__GIVEN PROBLEM 1__.
Duplicate the records below word for word, starting with the line that contains "Annotation task — mark the rocky outcrop" and running through the end of the records, with both the first and last lines included.

__SOURCE EXCERPT__.
= = = =
This is considerably useful when working on quantum error correcting strategies
as they often include many qbits; the smallest quantum error correcting
stabilizer code requires $5$ qbits to encode one logical qbit
\cite{nielsen_chuang_2010}. Several layers of data encoding increase the
number of required qbits exponentially.
Simulating in the stabilizer formalism is rather uninteresting from a physical
point of view as basically no physically interesting simulations can be
performed: As shown in \ref{ref:meas_stab} probability amplitudes have to be
$0, \frac{1}{2}, 1$; this leaves very few points in time that could be
simulated by applying a transfer matrix. Algorithms like the quantum fourier
transform also require non-Clifford gates for qbit counts $n \neq 2, 4$.
= = = =
__GIVEN PROBLEM 2__.
Set down the whole passage on stabilizer simulation above, word for word.

__RAW DATA__.
= = = =
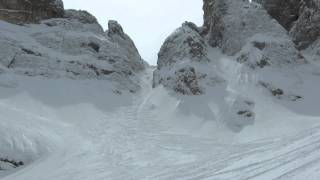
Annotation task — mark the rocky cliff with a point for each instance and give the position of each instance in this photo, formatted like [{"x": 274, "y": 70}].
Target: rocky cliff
[
  {"x": 30, "y": 11},
  {"x": 244, "y": 50},
  {"x": 73, "y": 46},
  {"x": 301, "y": 18}
]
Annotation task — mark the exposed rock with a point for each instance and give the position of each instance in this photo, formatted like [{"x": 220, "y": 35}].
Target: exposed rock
[
  {"x": 180, "y": 57},
  {"x": 186, "y": 82},
  {"x": 307, "y": 28},
  {"x": 30, "y": 11},
  {"x": 280, "y": 93},
  {"x": 246, "y": 29},
  {"x": 82, "y": 16},
  {"x": 263, "y": 51},
  {"x": 69, "y": 48},
  {"x": 127, "y": 47},
  {"x": 301, "y": 18}
]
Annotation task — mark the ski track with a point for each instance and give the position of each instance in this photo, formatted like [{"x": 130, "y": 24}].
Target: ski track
[{"x": 130, "y": 144}]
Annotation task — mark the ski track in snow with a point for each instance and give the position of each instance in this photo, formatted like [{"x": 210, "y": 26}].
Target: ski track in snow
[{"x": 129, "y": 143}]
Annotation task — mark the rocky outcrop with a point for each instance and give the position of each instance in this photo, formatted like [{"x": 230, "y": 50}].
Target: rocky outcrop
[
  {"x": 80, "y": 15},
  {"x": 246, "y": 30},
  {"x": 75, "y": 47},
  {"x": 301, "y": 18},
  {"x": 182, "y": 64},
  {"x": 30, "y": 11},
  {"x": 126, "y": 46}
]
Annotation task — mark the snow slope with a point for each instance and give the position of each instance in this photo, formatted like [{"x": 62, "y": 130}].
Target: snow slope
[{"x": 79, "y": 129}]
= = = =
__WRITTEN REPLY 1__.
Annotation task — mark the rocky outcrop with a point for each instance and give the position of each instance in this photo, formatted like [{"x": 230, "y": 50}].
Target: rocky outcrop
[
  {"x": 80, "y": 15},
  {"x": 246, "y": 30},
  {"x": 75, "y": 47},
  {"x": 301, "y": 18},
  {"x": 182, "y": 64},
  {"x": 30, "y": 11},
  {"x": 126, "y": 46}
]
Annotation task — mark the snow slope with a point for each instance and give the position of each instance in this photo, formatted like [{"x": 62, "y": 130}].
Target: snow slope
[{"x": 79, "y": 129}]

__WRITTEN REPLY 2__.
This is considerably useful when working on quantum error correcting strategies
as they often include many qbits; the smallest quantum error correcting
stabilizer code requires $5$ qbits to encode one logical qbit
\cite{nielsen_chuang_2010}. Several layers of data encoding increase the
number of required qbits exponentially.
Simulating in the stabilizer formalism is rather uninteresting from a physical
point of view as basically no physically interesting simulations can be
performed: As shown in \ref{ref:meas_stab} probability amplitudes have to be
$0, \frac{1}{2}, 1$; this leaves very few points in time that could be
simulated by applying a transfer matrix. Algorithms like the quantum fourier
transform also require non-Clifford gates for qbit counts $n \neq 2, 4$.